The story spread to the saints of Puri, Odisha, who invited Karmabai to offer her khichdi to Jagannath, a form of Krishna. According to tradition, Krishna appeared in Puri as well, accepting her offering. Karmabai eventually settled in Puri, where her devotion became intertwined with the Jagannath tradition. A folk song commemorates her act:

Thali bhar kar lyayi khichado upar ghee ki baatki! Jeemo mhara Shyam dhani jeemave beti Jat ki!” (She brought a plate full of khichdi topped with ghee; our Krishna eats from the hands of the Jat daughter)

== Later years and legacy ==
Some narratives, such as one from the 18th-century text Bhaktavijaya, depict Karmabai’s life in Puri as one marked by both devotion and profound personal loss. After moving to Puri, she faced immense trials: the death of her husband Dhunu, her son Raghu, her daughter-in-law Lakshmi, and her grandson Vishnu. Despite these tragedies, Karmabai’s faith in Jagannath remained unshaken. A Vaishnava saint, seeing her grief, gave her a small image of Krishna as a baby butter-thief and advised her to treat it as her own child. Karmabai embraced this practice, caring for the idol with maternal love, bathing it, dressing it, and offering it mashed rice and buttermilk. This act of devotion transformed her grief into divine service, earning her the title of a “divinely crazy” devotee.

################

Problem requirements »
Continue the passage on Karmabai's life and devotion from its final sentence, in the same style.

################

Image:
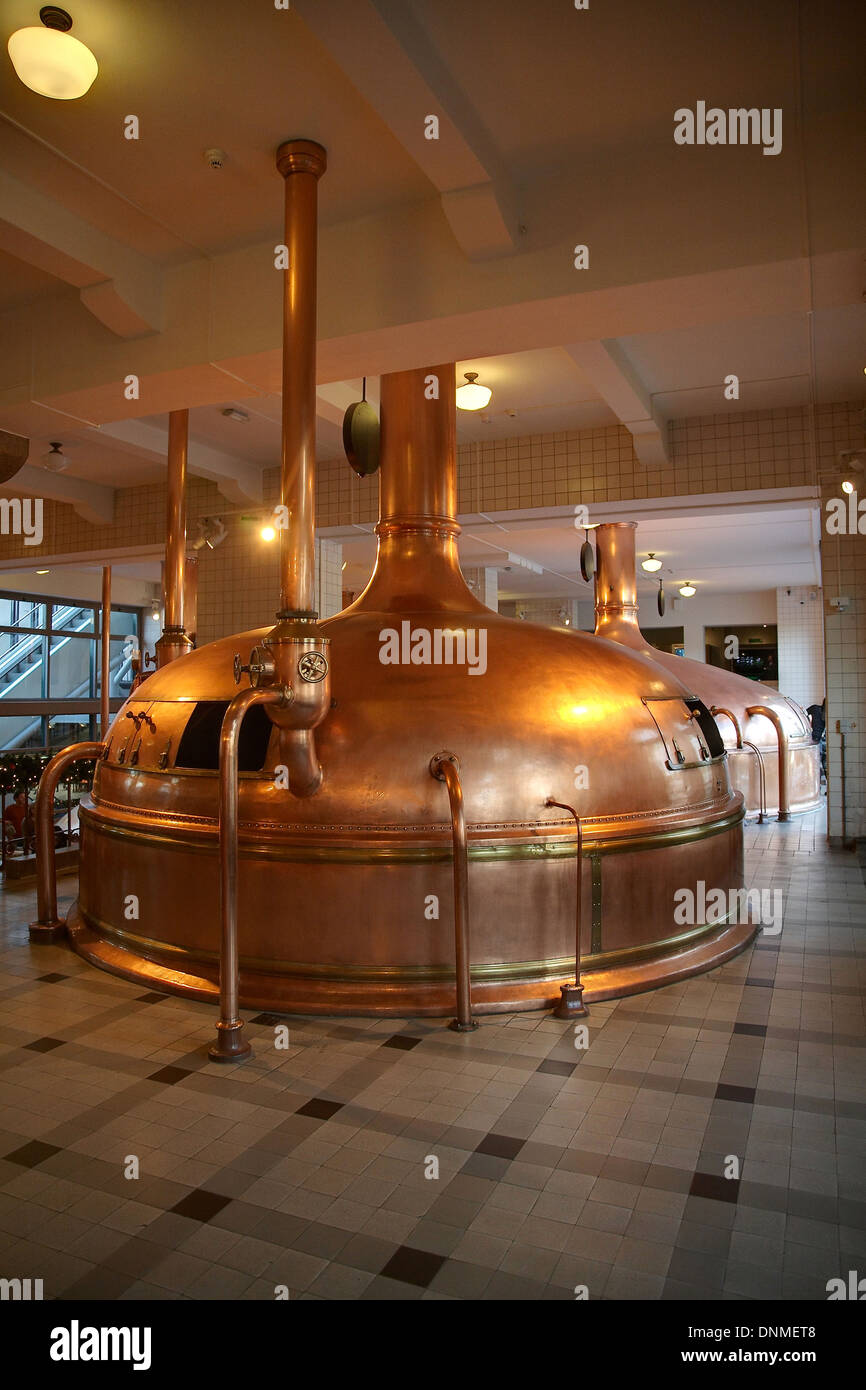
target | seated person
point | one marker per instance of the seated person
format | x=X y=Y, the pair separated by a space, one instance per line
x=18 y=823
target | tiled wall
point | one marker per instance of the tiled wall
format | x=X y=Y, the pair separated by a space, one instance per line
x=546 y=612
x=711 y=453
x=799 y=627
x=484 y=583
x=844 y=574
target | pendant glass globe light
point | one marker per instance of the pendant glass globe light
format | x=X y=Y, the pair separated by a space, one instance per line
x=471 y=396
x=49 y=60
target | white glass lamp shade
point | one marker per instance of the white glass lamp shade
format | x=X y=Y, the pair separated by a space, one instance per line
x=52 y=63
x=471 y=396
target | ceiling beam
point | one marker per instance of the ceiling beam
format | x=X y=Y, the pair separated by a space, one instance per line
x=389 y=59
x=608 y=367
x=91 y=501
x=14 y=451
x=238 y=481
x=117 y=285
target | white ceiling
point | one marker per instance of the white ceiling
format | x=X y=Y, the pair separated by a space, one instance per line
x=704 y=263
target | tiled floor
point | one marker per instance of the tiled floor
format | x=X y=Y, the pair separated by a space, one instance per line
x=307 y=1166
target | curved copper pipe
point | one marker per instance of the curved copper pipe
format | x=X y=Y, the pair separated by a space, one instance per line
x=572 y=1004
x=445 y=767
x=762 y=780
x=230 y=1045
x=720 y=709
x=783 y=754
x=104 y=716
x=47 y=925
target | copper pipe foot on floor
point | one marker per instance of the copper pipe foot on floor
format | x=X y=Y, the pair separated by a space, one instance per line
x=230 y=1045
x=572 y=1004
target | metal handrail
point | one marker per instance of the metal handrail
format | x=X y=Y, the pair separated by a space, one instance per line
x=445 y=767
x=572 y=1002
x=47 y=925
x=762 y=780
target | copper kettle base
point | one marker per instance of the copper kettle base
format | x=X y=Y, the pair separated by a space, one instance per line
x=603 y=977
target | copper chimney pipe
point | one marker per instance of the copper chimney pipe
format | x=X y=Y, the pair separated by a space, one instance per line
x=104 y=713
x=416 y=565
x=302 y=163
x=174 y=641
x=616 y=590
x=293 y=653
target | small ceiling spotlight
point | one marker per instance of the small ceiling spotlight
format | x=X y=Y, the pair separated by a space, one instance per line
x=54 y=460
x=471 y=396
x=211 y=533
x=49 y=60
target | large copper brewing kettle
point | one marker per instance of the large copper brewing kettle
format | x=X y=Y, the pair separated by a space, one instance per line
x=752 y=738
x=337 y=887
x=339 y=900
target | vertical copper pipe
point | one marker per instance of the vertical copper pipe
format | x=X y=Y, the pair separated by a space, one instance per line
x=417 y=531
x=302 y=163
x=419 y=445
x=191 y=597
x=174 y=641
x=230 y=1045
x=445 y=767
x=783 y=754
x=616 y=590
x=47 y=925
x=175 y=516
x=106 y=655
x=572 y=1002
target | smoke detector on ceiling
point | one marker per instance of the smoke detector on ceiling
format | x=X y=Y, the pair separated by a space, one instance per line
x=54 y=460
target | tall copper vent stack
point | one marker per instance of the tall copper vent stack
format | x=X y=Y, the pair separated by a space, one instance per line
x=293 y=653
x=417 y=566
x=174 y=641
x=345 y=900
x=730 y=697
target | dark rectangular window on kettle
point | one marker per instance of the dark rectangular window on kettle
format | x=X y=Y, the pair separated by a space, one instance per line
x=200 y=740
x=708 y=727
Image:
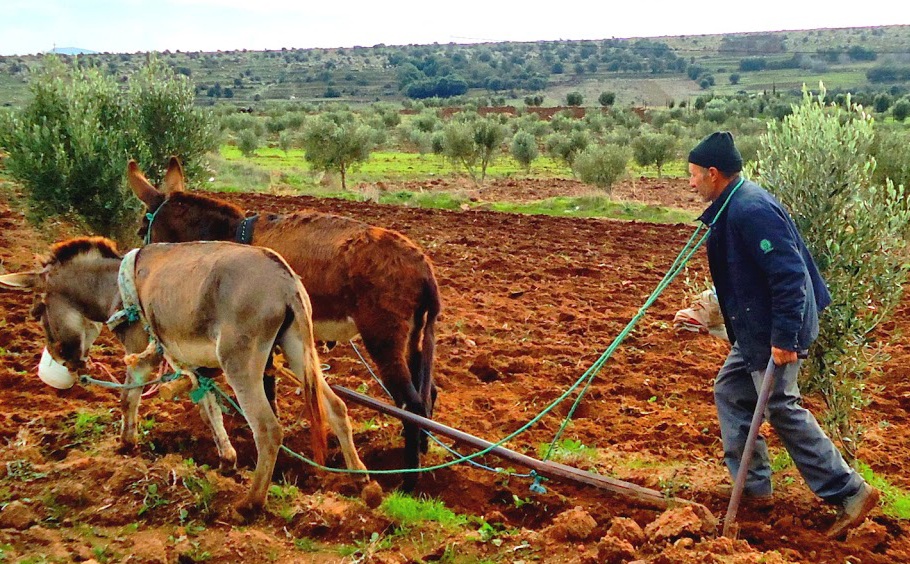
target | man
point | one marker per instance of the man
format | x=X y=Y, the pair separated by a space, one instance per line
x=770 y=294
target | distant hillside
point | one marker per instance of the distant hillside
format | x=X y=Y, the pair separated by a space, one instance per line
x=662 y=71
x=72 y=51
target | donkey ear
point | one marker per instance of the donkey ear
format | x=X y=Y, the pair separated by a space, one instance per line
x=141 y=187
x=173 y=178
x=19 y=281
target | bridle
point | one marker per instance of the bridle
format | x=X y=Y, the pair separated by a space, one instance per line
x=151 y=217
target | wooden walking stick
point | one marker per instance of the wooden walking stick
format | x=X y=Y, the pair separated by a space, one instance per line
x=771 y=374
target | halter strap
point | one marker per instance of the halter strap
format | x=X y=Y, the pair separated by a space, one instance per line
x=244 y=233
x=151 y=217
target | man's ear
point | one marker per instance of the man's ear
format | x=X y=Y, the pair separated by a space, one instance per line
x=19 y=280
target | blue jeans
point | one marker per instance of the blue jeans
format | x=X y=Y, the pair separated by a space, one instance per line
x=814 y=454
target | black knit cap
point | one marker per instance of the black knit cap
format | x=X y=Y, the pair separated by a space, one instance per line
x=717 y=150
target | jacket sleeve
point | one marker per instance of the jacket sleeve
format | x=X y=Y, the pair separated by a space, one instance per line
x=768 y=237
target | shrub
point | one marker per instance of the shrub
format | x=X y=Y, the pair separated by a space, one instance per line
x=248 y=142
x=602 y=165
x=335 y=141
x=901 y=109
x=654 y=149
x=566 y=147
x=856 y=230
x=891 y=150
x=524 y=148
x=473 y=142
x=69 y=146
x=606 y=99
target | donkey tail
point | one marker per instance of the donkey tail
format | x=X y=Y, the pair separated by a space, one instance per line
x=430 y=306
x=311 y=378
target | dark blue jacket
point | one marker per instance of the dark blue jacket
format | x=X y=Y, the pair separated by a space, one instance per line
x=768 y=286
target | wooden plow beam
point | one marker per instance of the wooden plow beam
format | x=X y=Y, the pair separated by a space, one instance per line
x=545 y=468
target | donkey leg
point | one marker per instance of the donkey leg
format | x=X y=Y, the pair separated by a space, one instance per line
x=300 y=353
x=268 y=382
x=428 y=397
x=211 y=414
x=337 y=413
x=388 y=351
x=243 y=368
x=129 y=405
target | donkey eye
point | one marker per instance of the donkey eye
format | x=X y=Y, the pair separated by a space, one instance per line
x=38 y=309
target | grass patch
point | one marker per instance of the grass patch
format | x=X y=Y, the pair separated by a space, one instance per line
x=781 y=461
x=435 y=200
x=895 y=501
x=407 y=510
x=597 y=206
x=567 y=451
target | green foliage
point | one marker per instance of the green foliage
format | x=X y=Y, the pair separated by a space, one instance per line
x=566 y=147
x=524 y=149
x=881 y=102
x=407 y=510
x=895 y=501
x=69 y=146
x=335 y=141
x=472 y=142
x=248 y=142
x=901 y=109
x=569 y=451
x=891 y=150
x=602 y=165
x=166 y=122
x=654 y=149
x=816 y=161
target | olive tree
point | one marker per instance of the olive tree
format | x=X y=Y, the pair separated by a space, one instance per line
x=602 y=165
x=472 y=142
x=336 y=141
x=70 y=144
x=817 y=161
x=524 y=149
x=654 y=149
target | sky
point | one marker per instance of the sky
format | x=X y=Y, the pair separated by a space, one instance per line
x=129 y=26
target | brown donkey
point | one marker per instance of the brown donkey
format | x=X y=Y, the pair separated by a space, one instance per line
x=360 y=278
x=208 y=305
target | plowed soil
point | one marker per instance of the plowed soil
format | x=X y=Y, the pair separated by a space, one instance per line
x=530 y=302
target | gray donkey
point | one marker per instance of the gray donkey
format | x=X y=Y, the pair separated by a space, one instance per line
x=198 y=305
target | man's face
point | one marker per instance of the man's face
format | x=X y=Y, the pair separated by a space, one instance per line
x=700 y=179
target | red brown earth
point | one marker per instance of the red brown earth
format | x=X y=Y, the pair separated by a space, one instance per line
x=530 y=302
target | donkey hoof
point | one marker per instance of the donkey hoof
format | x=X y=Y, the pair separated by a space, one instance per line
x=127 y=448
x=248 y=510
x=372 y=494
x=227 y=467
x=409 y=483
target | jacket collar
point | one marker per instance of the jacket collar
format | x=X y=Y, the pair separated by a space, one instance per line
x=709 y=216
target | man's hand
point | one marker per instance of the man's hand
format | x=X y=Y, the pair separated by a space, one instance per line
x=782 y=357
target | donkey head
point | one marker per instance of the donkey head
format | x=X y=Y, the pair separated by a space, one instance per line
x=58 y=303
x=174 y=215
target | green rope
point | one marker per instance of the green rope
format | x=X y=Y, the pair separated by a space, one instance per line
x=118 y=386
x=679 y=263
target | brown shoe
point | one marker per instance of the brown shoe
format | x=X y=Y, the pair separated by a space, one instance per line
x=854 y=510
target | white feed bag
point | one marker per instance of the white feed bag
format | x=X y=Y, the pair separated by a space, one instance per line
x=53 y=373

################

Reply to the exercise »
Karmabai is mentioned in a Sikh text, called the Prem Ambodh, which was originally written in 1693 and texts claims that Karmabai met with Mirabai in Udaipur.

A temple dedicated to her, known as Karmabai Ka Mandir, stands in Jagannath Puri, and her khichdi is still offered as bhog to Jagannath. During the annual Jagannath Rath Yatra, the chariot of Jagannath reportedly pauses near her samadhi, a tradition attributed to the belief that the chariot will not move without her divine presence.

Her story has been immortalised in music, with a 1989 Rajasthani album titled Karmabai by Jugalkishore Tilak Raj, featuring songs like Jimo Jimo Mhara Madan Gopal, and a Hindi album of the same name with contributions from artists like Anuradha Paudwal. A college in Jodhpur, Karma Bai Mahavidyalaya, is named in her honour.